EXERCISE DETAILS
Find each line below containing the word "white" and copy it.

Stored records
● ● ●

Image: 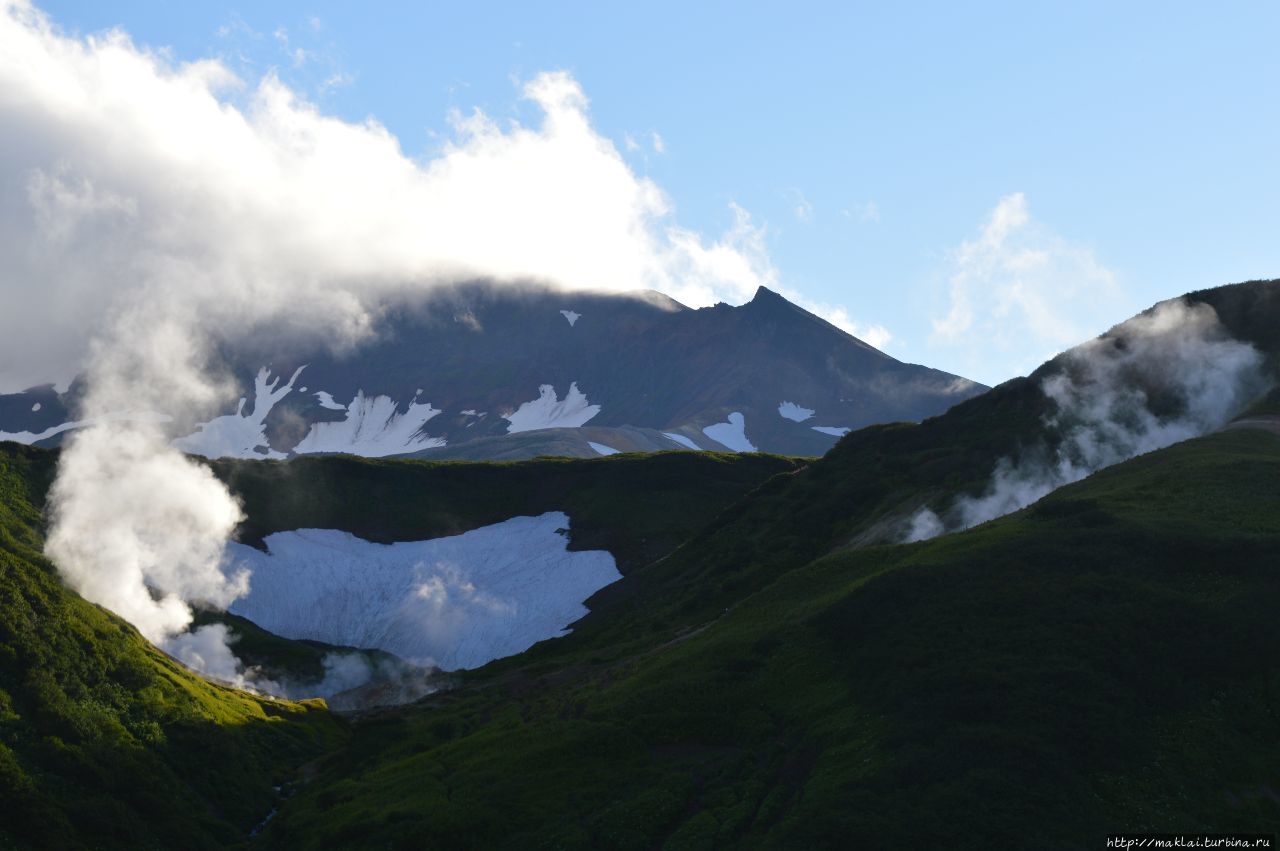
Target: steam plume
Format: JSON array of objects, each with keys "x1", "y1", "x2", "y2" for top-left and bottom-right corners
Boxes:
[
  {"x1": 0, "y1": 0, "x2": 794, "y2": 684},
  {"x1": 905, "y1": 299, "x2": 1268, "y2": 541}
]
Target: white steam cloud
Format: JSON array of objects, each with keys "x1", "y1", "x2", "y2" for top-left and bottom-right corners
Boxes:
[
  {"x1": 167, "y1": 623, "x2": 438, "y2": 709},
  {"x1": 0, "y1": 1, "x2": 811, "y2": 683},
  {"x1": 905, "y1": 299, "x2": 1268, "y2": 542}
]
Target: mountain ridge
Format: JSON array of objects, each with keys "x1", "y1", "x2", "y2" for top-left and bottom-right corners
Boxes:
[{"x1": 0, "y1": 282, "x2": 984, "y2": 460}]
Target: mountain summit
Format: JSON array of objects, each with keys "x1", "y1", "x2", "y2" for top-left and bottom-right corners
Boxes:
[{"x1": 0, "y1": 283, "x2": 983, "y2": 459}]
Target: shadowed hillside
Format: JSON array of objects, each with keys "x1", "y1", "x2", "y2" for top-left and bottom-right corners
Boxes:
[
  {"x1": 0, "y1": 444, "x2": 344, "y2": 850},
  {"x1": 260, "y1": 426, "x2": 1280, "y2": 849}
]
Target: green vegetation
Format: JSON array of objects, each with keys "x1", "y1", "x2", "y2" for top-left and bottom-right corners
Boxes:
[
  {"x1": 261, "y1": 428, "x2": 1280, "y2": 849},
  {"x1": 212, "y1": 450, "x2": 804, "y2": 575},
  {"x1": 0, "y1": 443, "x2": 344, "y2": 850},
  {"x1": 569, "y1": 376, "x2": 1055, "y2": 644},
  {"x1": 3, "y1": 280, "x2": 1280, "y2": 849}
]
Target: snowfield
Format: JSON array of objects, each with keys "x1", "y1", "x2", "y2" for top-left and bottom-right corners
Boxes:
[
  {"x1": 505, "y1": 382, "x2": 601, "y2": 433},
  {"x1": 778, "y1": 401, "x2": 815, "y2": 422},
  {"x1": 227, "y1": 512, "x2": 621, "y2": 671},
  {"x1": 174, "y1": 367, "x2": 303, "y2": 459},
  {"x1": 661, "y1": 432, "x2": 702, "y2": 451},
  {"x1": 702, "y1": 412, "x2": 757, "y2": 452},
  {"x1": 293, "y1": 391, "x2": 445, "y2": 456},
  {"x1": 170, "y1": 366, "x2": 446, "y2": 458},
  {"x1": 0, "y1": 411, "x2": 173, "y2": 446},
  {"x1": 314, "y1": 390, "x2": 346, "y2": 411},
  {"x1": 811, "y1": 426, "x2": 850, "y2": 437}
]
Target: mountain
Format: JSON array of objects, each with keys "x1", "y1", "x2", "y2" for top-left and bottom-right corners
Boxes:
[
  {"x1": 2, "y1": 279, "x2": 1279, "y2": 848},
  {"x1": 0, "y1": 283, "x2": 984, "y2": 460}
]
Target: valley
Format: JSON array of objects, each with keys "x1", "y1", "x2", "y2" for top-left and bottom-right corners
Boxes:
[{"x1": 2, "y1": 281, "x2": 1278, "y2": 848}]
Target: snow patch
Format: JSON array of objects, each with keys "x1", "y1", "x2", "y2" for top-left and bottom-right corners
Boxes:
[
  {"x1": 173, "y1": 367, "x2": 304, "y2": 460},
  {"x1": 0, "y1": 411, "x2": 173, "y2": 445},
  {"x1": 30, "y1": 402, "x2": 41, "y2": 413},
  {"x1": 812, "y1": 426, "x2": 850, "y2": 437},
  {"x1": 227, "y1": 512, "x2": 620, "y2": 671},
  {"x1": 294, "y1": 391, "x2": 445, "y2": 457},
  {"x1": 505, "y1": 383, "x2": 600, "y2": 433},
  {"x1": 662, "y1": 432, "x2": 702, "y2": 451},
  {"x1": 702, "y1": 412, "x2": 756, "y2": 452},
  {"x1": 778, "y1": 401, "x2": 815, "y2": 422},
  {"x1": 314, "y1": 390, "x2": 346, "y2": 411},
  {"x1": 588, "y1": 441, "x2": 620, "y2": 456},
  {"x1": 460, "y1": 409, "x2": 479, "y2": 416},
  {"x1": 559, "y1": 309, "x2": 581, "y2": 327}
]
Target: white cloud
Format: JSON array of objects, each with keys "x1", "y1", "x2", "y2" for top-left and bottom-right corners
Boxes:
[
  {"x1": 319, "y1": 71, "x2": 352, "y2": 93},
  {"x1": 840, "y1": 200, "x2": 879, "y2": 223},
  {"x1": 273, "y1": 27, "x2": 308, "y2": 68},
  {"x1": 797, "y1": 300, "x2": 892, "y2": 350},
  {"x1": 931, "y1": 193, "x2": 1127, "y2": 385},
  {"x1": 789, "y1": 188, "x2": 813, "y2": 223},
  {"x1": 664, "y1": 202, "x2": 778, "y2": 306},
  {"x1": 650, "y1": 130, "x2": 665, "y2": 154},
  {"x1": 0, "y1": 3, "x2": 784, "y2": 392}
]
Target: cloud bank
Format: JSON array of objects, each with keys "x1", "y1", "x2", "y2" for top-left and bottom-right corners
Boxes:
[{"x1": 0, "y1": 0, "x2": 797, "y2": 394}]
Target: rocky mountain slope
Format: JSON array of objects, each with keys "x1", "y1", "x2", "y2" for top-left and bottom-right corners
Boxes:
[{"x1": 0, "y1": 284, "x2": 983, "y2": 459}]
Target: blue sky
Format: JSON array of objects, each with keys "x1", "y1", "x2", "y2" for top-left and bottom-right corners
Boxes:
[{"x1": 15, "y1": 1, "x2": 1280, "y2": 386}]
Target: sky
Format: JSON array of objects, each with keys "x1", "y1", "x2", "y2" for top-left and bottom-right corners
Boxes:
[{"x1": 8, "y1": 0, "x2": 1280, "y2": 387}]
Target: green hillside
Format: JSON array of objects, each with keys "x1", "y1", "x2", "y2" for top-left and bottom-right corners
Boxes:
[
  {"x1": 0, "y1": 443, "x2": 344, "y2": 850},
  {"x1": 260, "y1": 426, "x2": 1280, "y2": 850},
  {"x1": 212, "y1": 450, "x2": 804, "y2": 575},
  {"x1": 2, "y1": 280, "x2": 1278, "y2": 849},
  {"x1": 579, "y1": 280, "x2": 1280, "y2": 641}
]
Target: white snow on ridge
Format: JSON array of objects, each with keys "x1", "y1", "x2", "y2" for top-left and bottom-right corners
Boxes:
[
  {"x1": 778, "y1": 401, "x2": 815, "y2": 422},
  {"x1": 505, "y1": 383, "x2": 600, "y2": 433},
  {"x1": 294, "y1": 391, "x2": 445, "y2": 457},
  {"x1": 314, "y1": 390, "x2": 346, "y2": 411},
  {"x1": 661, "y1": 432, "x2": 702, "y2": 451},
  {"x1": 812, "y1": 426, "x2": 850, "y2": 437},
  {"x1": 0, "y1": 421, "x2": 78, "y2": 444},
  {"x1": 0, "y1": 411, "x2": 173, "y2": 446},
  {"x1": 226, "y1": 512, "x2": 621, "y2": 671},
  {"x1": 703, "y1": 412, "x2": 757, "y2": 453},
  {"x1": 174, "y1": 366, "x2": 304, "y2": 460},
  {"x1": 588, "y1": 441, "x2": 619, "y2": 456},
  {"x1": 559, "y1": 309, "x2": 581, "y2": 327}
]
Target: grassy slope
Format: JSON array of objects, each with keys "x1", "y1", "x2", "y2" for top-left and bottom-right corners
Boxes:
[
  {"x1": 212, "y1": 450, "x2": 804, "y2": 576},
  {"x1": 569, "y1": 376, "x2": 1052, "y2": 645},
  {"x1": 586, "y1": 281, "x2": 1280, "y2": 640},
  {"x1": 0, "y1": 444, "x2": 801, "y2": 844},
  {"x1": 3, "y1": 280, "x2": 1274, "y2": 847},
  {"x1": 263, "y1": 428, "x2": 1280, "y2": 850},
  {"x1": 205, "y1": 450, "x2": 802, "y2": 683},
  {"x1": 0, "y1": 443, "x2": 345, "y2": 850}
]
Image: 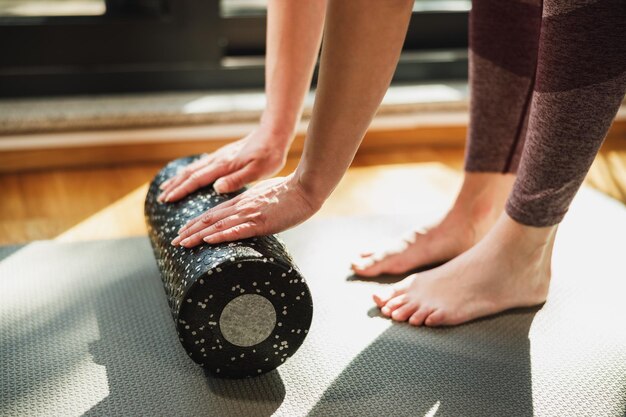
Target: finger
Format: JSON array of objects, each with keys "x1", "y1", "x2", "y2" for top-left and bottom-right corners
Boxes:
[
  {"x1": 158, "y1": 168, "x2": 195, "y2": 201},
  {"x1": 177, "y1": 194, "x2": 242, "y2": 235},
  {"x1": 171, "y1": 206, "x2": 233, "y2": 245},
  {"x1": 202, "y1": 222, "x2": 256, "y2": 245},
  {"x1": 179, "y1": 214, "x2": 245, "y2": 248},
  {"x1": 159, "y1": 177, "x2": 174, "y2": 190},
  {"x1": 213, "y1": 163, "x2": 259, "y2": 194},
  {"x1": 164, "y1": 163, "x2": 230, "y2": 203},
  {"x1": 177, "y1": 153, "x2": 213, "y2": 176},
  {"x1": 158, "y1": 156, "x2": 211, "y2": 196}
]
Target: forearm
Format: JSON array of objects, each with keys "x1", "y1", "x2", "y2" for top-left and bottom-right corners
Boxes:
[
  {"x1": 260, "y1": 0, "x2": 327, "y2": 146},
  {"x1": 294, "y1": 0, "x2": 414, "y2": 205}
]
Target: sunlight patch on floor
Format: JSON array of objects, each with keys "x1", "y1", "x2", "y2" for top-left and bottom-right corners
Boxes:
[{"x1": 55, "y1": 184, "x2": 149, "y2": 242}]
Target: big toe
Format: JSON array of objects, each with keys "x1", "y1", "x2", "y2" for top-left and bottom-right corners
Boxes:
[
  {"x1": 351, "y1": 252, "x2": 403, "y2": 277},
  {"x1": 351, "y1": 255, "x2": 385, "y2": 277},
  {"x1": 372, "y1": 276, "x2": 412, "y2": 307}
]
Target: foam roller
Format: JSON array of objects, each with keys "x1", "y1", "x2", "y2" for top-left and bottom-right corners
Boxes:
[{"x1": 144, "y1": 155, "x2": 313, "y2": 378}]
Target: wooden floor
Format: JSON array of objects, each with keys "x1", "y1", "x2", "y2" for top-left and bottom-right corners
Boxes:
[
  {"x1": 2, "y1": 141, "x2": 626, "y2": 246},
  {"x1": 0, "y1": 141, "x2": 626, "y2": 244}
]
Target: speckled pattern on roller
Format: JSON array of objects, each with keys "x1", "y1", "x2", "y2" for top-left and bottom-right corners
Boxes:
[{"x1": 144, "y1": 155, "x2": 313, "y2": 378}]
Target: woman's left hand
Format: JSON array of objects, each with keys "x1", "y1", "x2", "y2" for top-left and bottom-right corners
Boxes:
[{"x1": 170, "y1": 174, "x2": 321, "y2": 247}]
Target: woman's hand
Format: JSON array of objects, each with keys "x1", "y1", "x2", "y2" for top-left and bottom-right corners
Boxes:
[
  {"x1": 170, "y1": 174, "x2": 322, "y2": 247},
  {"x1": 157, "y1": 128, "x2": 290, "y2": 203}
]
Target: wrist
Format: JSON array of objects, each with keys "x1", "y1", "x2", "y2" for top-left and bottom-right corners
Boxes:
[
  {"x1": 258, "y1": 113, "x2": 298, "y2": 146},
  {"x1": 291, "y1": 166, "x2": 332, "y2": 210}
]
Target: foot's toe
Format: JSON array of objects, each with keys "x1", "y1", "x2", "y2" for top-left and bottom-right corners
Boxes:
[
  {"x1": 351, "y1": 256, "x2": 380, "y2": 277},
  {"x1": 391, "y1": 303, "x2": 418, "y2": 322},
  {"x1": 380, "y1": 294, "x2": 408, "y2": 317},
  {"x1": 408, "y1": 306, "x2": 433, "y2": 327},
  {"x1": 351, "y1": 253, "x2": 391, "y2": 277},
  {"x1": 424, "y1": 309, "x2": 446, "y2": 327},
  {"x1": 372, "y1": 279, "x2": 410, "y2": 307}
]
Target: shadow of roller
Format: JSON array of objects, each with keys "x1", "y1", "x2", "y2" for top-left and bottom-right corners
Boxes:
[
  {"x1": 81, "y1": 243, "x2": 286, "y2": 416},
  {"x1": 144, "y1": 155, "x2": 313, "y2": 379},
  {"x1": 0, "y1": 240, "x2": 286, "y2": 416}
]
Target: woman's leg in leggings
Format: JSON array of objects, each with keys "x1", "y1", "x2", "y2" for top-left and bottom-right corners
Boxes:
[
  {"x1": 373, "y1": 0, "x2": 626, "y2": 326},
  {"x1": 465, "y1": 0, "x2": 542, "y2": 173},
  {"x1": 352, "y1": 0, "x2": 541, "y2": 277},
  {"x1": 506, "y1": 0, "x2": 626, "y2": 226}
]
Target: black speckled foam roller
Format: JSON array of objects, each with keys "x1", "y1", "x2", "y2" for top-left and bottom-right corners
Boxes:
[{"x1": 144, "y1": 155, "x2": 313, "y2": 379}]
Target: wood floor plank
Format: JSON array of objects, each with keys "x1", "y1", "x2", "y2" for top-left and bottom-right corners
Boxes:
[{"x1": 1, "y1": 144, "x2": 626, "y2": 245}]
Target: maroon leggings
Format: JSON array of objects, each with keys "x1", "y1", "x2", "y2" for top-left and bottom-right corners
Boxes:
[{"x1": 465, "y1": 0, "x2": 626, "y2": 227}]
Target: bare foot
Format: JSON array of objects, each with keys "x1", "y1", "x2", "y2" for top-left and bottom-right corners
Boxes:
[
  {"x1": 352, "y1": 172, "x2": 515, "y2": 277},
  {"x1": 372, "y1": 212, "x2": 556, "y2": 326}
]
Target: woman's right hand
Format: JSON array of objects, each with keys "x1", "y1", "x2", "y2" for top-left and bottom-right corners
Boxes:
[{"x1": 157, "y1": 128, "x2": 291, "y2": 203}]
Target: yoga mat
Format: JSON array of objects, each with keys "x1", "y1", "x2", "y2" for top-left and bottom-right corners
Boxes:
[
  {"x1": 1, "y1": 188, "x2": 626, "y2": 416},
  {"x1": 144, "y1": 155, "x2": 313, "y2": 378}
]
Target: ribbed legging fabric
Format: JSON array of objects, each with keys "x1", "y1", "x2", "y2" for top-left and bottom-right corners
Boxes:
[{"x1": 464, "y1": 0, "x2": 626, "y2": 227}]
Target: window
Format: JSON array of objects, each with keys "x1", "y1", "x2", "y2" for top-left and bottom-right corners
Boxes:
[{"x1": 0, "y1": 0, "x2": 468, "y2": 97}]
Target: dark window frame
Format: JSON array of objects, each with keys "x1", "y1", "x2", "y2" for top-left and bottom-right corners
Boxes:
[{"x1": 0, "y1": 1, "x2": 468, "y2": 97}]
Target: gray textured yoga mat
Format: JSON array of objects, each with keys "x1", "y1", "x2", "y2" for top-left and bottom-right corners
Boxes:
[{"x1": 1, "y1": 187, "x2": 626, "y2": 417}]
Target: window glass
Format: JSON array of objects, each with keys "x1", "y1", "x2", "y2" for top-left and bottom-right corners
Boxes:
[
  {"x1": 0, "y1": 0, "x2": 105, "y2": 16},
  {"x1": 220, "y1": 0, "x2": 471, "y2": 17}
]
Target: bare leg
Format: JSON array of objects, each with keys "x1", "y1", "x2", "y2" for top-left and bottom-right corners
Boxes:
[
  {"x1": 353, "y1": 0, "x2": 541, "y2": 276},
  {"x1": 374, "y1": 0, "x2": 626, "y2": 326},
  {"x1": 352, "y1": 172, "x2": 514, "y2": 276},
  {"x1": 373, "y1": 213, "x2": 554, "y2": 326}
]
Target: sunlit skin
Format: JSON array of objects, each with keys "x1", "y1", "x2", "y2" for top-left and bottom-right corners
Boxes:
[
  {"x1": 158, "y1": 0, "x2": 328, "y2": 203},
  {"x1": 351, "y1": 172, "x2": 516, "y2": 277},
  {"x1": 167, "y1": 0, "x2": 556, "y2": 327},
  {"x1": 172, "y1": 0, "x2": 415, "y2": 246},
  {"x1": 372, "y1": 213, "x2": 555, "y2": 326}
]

● ● ●

RESULT
Target: white steam cloud
Target: white cloud
Target: white snow on ridge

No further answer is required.